- _Условие задачи A_
Пожалуйста, ответьте по фрагменту страницы ниже: как отец говорил и читал стихи с трибуны?

- _Фрагмент страницы_
«Гаяза Исхаки путают с каким-то ублюдком. Нельзя его запрещать»

«Мозаика воспоминаний» Рафаэля Хакимова. Часть 4-я

Директор Института истории им. Ш. Марджани Рафаэль Хакимов написал книгу «Мозаика воспоминаний». Историк повествует в ней об интересных эпизодах своей жизни и делится размышлениями о современных реалиях. «Реальное время» публикует очередной отрывок из этого сочинения (см. ч. 1, 2, 3).

Авторитет

Отец был очень мягким и интеллигентным, никогда не повышал голоса, не давал указаний. Когда говорил, его было еле слышно. Но с трибуны говорил и читал стихи громко и всегда без бумажки.

Авторитет отца в доме был непререкаемым. Но если кто-то ругал детей, он осаживал:

— Не дави на него, безвольным вырастет.

- _Исходные данные_
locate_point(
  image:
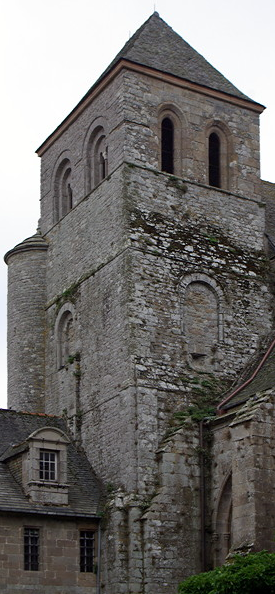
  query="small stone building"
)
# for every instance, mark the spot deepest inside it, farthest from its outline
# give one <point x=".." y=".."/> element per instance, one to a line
<point x="49" y="508"/>
<point x="144" y="296"/>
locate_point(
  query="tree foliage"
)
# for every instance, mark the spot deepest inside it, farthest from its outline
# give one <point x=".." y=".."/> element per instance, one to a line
<point x="252" y="574"/>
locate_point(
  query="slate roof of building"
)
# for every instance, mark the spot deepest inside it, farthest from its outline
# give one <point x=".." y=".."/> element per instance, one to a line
<point x="84" y="487"/>
<point x="263" y="380"/>
<point x="157" y="46"/>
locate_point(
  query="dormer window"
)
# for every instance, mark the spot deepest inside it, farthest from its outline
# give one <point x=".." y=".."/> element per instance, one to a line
<point x="45" y="467"/>
<point x="48" y="465"/>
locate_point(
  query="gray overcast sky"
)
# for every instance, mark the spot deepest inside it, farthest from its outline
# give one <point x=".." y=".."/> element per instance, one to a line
<point x="52" y="51"/>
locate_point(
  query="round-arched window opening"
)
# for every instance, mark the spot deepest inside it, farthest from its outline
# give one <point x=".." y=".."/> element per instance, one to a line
<point x="214" y="160"/>
<point x="167" y="145"/>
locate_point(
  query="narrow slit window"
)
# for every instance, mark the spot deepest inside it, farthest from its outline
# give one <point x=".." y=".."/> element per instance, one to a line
<point x="214" y="157"/>
<point x="167" y="145"/>
<point x="87" y="542"/>
<point x="47" y="466"/>
<point x="31" y="549"/>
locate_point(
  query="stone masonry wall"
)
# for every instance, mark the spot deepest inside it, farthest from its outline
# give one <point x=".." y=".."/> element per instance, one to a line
<point x="59" y="557"/>
<point x="144" y="99"/>
<point x="243" y="445"/>
<point x="26" y="330"/>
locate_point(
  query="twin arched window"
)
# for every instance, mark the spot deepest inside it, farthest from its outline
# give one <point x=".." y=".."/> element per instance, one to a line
<point x="170" y="162"/>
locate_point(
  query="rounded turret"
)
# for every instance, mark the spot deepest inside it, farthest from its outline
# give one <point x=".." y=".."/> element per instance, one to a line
<point x="26" y="323"/>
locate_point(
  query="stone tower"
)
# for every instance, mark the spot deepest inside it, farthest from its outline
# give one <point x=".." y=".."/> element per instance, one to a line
<point x="153" y="293"/>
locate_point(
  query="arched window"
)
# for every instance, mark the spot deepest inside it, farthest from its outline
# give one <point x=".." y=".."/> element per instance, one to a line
<point x="96" y="158"/>
<point x="63" y="195"/>
<point x="202" y="320"/>
<point x="223" y="529"/>
<point x="214" y="160"/>
<point x="167" y="145"/>
<point x="65" y="339"/>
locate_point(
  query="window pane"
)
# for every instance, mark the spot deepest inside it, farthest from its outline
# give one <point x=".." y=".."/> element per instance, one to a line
<point x="48" y="466"/>
<point x="86" y="550"/>
<point x="31" y="549"/>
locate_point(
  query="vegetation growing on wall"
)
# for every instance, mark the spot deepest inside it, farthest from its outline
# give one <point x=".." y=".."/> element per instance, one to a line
<point x="252" y="574"/>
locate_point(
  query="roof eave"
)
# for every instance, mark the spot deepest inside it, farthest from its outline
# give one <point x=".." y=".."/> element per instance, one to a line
<point x="122" y="63"/>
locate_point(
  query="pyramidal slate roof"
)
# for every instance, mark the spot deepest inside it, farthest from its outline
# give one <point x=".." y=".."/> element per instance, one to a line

- _Условие задачи B_
Верните все строки выше, в которых встречается слово «roof».

- _Полное решение A_
Громко и всегда без бумажки.

- _Полное решение B_
  query="slate roof of building"
  query="roof eave"
  query="pyramidal slate roof"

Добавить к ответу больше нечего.